** BEGIN PROVIDED DATA **

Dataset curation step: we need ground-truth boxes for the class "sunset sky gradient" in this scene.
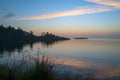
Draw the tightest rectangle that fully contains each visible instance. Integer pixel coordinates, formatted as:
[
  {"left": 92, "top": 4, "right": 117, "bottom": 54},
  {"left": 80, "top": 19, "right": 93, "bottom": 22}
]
[{"left": 0, "top": 0, "right": 120, "bottom": 38}]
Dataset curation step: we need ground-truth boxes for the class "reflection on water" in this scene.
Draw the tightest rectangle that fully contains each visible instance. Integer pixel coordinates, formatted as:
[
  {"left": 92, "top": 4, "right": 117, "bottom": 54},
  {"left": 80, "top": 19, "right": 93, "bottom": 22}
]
[{"left": 0, "top": 39, "right": 120, "bottom": 76}]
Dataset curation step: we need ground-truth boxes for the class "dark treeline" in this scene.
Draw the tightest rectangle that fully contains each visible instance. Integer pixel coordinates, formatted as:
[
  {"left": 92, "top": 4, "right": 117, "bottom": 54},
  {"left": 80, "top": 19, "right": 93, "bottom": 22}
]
[{"left": 0, "top": 24, "right": 69, "bottom": 50}]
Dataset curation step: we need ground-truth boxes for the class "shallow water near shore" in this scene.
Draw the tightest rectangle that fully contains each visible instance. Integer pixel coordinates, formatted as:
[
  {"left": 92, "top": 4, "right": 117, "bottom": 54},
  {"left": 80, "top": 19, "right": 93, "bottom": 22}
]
[{"left": 0, "top": 39, "right": 120, "bottom": 76}]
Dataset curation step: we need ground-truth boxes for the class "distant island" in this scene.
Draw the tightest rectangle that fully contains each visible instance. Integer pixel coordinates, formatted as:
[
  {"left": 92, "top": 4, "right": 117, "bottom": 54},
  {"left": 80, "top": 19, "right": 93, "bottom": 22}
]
[
  {"left": 74, "top": 37, "right": 88, "bottom": 39},
  {"left": 0, "top": 24, "right": 70, "bottom": 46}
]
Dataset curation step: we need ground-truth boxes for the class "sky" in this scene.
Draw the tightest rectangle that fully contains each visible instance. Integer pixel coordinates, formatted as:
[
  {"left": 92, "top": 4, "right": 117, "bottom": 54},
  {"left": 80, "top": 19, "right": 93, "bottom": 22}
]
[{"left": 0, "top": 0, "right": 120, "bottom": 38}]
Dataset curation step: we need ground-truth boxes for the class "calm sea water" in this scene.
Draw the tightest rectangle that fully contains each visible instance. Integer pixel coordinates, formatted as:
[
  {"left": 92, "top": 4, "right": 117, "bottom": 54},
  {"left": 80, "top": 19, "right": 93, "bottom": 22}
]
[{"left": 0, "top": 39, "right": 120, "bottom": 75}]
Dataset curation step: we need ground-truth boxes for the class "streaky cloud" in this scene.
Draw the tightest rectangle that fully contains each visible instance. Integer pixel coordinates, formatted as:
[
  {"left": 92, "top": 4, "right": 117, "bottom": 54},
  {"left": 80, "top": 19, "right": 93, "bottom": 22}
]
[
  {"left": 17, "top": 5, "right": 113, "bottom": 20},
  {"left": 85, "top": 0, "right": 120, "bottom": 8}
]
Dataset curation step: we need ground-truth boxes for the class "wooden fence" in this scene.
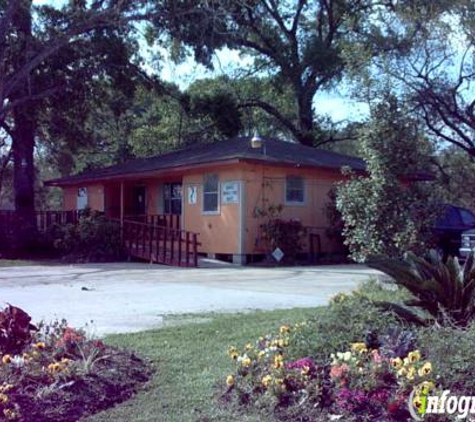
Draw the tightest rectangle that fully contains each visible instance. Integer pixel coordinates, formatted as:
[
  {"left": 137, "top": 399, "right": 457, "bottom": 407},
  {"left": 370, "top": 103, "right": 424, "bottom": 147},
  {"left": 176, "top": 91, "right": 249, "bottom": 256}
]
[
  {"left": 0, "top": 211, "right": 80, "bottom": 233},
  {"left": 122, "top": 220, "right": 200, "bottom": 267}
]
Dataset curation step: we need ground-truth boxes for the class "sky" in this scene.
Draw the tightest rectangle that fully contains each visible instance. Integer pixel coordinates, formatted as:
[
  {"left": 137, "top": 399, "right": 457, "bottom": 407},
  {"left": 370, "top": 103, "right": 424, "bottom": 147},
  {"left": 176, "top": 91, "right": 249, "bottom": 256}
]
[{"left": 33, "top": 0, "right": 369, "bottom": 122}]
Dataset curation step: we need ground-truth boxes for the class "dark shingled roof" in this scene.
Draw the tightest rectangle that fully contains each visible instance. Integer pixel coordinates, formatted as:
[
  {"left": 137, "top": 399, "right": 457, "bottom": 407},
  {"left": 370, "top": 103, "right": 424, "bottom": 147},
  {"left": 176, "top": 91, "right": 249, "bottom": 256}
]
[{"left": 46, "top": 137, "right": 365, "bottom": 186}]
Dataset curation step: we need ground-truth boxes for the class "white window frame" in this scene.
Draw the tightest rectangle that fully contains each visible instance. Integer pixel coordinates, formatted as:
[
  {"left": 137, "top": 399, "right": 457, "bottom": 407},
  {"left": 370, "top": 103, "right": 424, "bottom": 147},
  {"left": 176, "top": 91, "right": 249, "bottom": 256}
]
[
  {"left": 76, "top": 186, "right": 89, "bottom": 211},
  {"left": 201, "top": 173, "right": 221, "bottom": 215},
  {"left": 284, "top": 175, "right": 307, "bottom": 207}
]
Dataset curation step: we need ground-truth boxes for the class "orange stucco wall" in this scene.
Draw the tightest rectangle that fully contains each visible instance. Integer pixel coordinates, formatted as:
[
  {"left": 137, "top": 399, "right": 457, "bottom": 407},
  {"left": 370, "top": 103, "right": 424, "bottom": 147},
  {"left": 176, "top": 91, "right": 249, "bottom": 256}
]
[{"left": 63, "top": 163, "right": 348, "bottom": 254}]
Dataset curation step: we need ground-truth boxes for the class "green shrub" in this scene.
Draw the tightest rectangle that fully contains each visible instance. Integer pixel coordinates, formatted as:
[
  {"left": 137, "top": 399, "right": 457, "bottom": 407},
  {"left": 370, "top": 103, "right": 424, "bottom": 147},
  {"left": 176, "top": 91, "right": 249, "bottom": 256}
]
[
  {"left": 0, "top": 307, "right": 151, "bottom": 422},
  {"left": 370, "top": 251, "right": 475, "bottom": 327},
  {"left": 49, "top": 210, "right": 125, "bottom": 262},
  {"left": 418, "top": 324, "right": 475, "bottom": 396}
]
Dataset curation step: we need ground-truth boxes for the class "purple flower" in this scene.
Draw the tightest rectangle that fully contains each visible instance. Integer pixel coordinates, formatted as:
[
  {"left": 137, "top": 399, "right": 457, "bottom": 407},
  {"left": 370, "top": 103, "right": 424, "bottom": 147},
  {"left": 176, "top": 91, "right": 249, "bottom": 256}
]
[
  {"left": 287, "top": 358, "right": 317, "bottom": 371},
  {"left": 335, "top": 388, "right": 369, "bottom": 412}
]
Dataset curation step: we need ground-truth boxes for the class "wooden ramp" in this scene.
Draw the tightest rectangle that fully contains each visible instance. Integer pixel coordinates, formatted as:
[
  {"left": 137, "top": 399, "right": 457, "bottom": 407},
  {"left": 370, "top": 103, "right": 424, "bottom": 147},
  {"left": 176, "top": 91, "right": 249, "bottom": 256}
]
[{"left": 122, "top": 220, "right": 200, "bottom": 267}]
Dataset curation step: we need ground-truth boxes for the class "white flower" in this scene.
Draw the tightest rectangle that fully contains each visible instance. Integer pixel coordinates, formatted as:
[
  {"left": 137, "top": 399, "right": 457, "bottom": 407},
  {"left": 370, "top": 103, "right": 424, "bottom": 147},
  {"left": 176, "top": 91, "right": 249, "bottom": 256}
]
[{"left": 10, "top": 355, "right": 25, "bottom": 368}]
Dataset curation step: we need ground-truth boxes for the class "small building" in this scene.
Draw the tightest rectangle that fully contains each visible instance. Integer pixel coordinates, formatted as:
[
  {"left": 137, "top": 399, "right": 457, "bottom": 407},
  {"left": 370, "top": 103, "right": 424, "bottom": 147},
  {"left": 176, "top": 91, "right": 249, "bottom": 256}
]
[{"left": 46, "top": 137, "right": 365, "bottom": 263}]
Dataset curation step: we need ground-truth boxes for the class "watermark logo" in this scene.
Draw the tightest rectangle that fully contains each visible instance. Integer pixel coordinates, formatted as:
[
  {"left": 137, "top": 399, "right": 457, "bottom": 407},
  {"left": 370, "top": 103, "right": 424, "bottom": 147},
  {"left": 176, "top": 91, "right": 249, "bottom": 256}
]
[{"left": 408, "top": 390, "right": 475, "bottom": 421}]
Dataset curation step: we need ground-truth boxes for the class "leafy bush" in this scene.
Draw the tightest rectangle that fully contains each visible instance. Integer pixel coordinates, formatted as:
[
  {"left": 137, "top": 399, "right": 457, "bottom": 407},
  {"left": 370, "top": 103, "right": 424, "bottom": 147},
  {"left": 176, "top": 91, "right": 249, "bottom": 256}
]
[
  {"left": 0, "top": 308, "right": 151, "bottom": 422},
  {"left": 254, "top": 204, "right": 306, "bottom": 263},
  {"left": 417, "top": 324, "right": 475, "bottom": 395},
  {"left": 336, "top": 97, "right": 437, "bottom": 262},
  {"left": 0, "top": 305, "right": 36, "bottom": 354},
  {"left": 49, "top": 209, "right": 125, "bottom": 262},
  {"left": 370, "top": 251, "right": 475, "bottom": 327},
  {"left": 292, "top": 282, "right": 399, "bottom": 360}
]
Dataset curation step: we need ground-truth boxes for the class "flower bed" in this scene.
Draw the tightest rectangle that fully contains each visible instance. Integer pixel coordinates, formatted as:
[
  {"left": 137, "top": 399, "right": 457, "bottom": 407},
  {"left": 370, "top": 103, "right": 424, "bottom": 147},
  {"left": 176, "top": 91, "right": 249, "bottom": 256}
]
[
  {"left": 225, "top": 323, "right": 436, "bottom": 421},
  {"left": 0, "top": 306, "right": 151, "bottom": 422}
]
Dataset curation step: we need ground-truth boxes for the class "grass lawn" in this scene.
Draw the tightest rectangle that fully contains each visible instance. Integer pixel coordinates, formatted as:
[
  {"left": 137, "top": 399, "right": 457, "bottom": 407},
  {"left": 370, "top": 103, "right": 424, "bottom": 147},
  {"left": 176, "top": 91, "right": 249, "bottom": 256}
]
[
  {"left": 0, "top": 259, "right": 61, "bottom": 268},
  {"left": 87, "top": 308, "right": 318, "bottom": 422}
]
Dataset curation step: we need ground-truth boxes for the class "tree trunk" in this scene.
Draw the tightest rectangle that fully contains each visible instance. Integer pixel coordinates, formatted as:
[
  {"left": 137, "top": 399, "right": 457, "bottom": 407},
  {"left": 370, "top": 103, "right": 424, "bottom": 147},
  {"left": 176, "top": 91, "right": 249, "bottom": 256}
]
[
  {"left": 12, "top": 107, "right": 36, "bottom": 222},
  {"left": 10, "top": 0, "right": 37, "bottom": 228},
  {"left": 297, "top": 88, "right": 315, "bottom": 146}
]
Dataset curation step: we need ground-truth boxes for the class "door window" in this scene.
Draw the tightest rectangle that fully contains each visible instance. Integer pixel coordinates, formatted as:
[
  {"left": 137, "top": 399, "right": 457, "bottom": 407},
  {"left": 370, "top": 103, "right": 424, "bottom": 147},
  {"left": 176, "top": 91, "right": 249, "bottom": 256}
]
[{"left": 163, "top": 183, "right": 182, "bottom": 215}]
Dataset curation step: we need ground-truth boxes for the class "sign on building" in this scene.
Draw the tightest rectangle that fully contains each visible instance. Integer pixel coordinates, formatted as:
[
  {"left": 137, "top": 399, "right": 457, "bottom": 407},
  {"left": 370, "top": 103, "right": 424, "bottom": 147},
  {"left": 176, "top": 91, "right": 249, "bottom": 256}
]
[{"left": 221, "top": 182, "right": 239, "bottom": 204}]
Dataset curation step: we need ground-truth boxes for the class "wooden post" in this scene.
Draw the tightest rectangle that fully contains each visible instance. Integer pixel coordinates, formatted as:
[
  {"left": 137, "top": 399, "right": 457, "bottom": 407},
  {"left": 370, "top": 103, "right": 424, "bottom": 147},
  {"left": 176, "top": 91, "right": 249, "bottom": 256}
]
[
  {"left": 162, "top": 227, "right": 168, "bottom": 264},
  {"left": 185, "top": 232, "right": 190, "bottom": 267},
  {"left": 193, "top": 233, "right": 198, "bottom": 267},
  {"left": 170, "top": 229, "right": 175, "bottom": 265},
  {"left": 178, "top": 231, "right": 183, "bottom": 267}
]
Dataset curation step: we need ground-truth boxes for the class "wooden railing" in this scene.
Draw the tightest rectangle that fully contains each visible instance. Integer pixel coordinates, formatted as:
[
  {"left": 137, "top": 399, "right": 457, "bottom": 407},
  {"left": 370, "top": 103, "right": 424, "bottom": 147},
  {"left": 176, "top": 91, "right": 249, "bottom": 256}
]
[
  {"left": 124, "top": 214, "right": 181, "bottom": 230},
  {"left": 122, "top": 220, "right": 200, "bottom": 267}
]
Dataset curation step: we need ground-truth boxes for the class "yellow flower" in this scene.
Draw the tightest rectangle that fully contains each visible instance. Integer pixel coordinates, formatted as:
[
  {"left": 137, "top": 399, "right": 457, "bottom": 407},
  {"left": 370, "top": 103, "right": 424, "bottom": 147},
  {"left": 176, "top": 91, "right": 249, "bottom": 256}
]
[
  {"left": 350, "top": 342, "right": 368, "bottom": 353},
  {"left": 274, "top": 355, "right": 284, "bottom": 369},
  {"left": 0, "top": 383, "right": 13, "bottom": 393},
  {"left": 33, "top": 341, "right": 46, "bottom": 349},
  {"left": 397, "top": 367, "right": 407, "bottom": 377},
  {"left": 419, "top": 362, "right": 432, "bottom": 377},
  {"left": 3, "top": 409, "right": 18, "bottom": 420},
  {"left": 241, "top": 356, "right": 252, "bottom": 368},
  {"left": 391, "top": 357, "right": 403, "bottom": 369},
  {"left": 407, "top": 350, "right": 421, "bottom": 363},
  {"left": 261, "top": 375, "right": 272, "bottom": 388},
  {"left": 48, "top": 362, "right": 63, "bottom": 373},
  {"left": 279, "top": 325, "right": 290, "bottom": 334},
  {"left": 416, "top": 381, "right": 435, "bottom": 395},
  {"left": 2, "top": 355, "right": 13, "bottom": 365},
  {"left": 226, "top": 375, "right": 234, "bottom": 387},
  {"left": 406, "top": 366, "right": 416, "bottom": 381}
]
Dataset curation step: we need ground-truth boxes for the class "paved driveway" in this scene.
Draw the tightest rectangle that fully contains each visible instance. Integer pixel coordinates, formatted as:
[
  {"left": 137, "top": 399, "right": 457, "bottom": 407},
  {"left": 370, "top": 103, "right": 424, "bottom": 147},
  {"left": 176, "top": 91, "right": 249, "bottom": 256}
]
[{"left": 0, "top": 263, "right": 376, "bottom": 335}]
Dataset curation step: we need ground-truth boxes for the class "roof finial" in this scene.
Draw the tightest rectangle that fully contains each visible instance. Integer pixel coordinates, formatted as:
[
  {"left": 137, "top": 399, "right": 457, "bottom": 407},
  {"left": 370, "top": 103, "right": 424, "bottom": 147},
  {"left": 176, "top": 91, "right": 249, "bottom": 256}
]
[{"left": 251, "top": 134, "right": 264, "bottom": 149}]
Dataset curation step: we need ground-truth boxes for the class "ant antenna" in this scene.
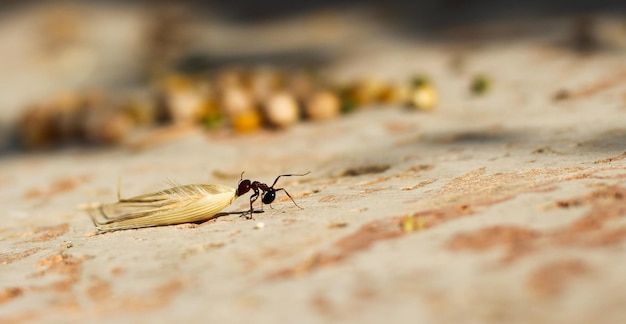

** END PROVIDED DATA **

### [STATED EXERCISE]
List every line above that contains the word "roof".

### [THE COMPLETED TASK]
Dataset curation step: we need ground-truth boxes for the class "dark shingled roof" in this scene.
Dataset curation step: we need ground-truth boxes for the class "roof finial" in this scene.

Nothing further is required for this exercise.